[INSTRUCTIONS TO FOLLOW]
Examine the records and identify each line that includes the string "office". Copy those lines.

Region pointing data
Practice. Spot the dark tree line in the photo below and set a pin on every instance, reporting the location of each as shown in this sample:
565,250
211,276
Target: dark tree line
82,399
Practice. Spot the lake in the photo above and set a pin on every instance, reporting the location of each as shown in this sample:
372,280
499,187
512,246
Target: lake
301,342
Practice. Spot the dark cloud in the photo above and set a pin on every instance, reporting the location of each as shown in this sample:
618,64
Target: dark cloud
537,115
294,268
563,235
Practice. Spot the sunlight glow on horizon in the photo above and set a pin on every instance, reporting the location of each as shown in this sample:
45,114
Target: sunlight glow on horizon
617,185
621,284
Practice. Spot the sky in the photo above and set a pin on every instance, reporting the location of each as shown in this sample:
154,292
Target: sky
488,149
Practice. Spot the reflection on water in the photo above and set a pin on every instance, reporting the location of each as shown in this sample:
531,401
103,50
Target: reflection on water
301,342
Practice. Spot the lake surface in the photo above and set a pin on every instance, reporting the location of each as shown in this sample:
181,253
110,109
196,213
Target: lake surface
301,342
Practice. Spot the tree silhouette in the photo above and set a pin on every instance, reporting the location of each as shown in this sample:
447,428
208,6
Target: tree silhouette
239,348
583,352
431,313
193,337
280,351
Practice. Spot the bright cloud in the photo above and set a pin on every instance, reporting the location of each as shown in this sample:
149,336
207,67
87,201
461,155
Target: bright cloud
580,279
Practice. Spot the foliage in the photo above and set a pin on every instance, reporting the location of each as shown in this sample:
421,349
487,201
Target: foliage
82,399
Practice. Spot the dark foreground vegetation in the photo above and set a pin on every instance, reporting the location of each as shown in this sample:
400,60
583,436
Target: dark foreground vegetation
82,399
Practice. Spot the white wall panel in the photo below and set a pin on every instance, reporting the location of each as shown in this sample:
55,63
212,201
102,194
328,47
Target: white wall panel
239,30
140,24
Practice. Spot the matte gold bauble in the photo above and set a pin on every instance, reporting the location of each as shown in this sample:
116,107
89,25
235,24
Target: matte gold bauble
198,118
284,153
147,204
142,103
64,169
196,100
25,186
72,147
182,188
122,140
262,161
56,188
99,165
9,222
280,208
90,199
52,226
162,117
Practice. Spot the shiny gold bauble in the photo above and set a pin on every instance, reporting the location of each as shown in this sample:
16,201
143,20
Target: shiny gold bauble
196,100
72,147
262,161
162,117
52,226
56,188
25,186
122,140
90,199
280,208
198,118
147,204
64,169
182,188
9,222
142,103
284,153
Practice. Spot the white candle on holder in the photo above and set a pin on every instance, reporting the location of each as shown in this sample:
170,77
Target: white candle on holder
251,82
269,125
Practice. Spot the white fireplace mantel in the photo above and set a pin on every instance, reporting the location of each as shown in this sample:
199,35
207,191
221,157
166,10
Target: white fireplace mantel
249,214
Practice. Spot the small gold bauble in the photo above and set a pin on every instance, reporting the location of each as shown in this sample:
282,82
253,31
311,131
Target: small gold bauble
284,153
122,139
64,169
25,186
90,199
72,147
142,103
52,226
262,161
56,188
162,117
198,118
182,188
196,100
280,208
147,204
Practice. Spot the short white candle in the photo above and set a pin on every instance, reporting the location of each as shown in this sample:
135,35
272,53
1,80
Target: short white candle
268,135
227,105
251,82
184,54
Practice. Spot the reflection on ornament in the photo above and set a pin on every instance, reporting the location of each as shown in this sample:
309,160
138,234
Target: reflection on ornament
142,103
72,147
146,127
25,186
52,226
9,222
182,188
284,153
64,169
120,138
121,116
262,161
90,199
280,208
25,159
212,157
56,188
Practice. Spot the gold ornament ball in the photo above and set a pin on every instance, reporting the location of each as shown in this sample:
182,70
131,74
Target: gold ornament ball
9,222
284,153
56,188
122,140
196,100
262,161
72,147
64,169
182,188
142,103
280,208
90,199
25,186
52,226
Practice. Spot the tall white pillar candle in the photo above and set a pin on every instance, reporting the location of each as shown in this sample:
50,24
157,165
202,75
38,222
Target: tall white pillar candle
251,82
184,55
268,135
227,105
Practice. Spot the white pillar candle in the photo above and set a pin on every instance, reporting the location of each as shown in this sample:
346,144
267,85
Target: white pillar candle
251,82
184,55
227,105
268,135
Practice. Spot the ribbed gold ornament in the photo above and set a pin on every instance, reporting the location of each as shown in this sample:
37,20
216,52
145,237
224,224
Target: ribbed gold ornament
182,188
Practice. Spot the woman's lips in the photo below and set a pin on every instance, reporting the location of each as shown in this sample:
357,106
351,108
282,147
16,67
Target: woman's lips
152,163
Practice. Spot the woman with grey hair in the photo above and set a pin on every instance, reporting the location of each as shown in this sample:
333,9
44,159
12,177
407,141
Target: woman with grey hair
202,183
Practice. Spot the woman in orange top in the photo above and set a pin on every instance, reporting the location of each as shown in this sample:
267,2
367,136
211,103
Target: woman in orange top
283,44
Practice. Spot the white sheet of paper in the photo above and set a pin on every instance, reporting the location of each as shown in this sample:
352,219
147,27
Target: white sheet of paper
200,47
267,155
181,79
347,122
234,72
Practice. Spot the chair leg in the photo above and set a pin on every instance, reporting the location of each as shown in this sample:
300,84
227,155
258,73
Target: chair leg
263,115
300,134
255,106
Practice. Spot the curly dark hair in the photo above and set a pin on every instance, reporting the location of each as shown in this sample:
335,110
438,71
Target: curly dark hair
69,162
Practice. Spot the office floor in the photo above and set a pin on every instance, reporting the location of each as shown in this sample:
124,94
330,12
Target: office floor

[EXERCISE ANSWER]
Practice. Spot the office floor in the photo above and set a pin on every instance, reporting the location of each as shown in this sample:
Target: office floor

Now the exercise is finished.